Start of RAW RECORDS
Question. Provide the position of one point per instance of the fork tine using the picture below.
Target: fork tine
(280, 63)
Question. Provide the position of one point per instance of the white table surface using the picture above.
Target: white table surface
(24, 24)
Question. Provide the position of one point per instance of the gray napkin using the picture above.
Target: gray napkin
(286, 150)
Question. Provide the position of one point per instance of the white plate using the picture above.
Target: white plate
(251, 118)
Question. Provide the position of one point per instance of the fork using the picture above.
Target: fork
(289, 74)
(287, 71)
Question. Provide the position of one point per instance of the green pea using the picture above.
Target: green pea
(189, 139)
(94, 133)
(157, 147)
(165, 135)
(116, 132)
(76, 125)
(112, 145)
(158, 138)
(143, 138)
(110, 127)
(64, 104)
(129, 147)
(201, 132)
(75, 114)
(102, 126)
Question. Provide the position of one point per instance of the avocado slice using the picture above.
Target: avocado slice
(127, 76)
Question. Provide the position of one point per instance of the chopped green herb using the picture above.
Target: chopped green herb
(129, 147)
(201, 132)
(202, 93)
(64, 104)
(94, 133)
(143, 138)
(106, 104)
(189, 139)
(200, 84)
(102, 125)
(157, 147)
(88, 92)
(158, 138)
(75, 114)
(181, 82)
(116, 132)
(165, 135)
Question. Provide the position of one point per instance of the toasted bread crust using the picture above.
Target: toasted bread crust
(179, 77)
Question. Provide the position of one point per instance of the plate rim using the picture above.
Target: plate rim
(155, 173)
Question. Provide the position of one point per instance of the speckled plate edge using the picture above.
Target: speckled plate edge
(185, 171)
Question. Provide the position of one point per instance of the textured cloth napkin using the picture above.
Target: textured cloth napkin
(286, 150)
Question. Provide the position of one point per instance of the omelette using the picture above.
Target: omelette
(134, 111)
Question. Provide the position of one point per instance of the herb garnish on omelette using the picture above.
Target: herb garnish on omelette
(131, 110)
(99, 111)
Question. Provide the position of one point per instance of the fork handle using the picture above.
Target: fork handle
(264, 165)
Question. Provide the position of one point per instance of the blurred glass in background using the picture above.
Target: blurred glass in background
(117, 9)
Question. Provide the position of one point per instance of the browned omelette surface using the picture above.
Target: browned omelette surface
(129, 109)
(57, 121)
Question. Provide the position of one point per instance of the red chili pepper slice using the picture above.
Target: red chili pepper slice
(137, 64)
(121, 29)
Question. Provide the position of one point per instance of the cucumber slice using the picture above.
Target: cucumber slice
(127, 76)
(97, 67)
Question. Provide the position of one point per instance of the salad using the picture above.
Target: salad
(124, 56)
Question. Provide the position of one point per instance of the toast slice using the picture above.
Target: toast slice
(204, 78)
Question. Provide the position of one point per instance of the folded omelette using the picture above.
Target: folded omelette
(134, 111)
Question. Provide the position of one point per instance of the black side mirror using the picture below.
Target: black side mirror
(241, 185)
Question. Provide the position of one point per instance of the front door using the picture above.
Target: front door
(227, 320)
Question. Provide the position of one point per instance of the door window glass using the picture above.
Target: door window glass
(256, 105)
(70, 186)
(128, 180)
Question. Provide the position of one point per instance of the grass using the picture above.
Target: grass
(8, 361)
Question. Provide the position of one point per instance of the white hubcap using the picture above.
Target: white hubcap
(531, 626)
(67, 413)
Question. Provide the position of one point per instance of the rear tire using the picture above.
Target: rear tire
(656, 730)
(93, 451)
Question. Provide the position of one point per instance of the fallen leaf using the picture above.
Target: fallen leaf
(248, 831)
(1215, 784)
End of RAW RECORDS
[EXERCISE REQUIREMENTS] Reproduce every line in the stretch from the line containing "leaf using the picture above." through the end of the material, rescaling each point coordinate by 0.35 and rounding it to the nearest whole number, with halves rounded up.

[EXERCISE OUTPUT]
Question. Provide the position of one point per instance of the fallen leaf using the picture above.
Target: fallen leaf
(87, 291)
(425, 274)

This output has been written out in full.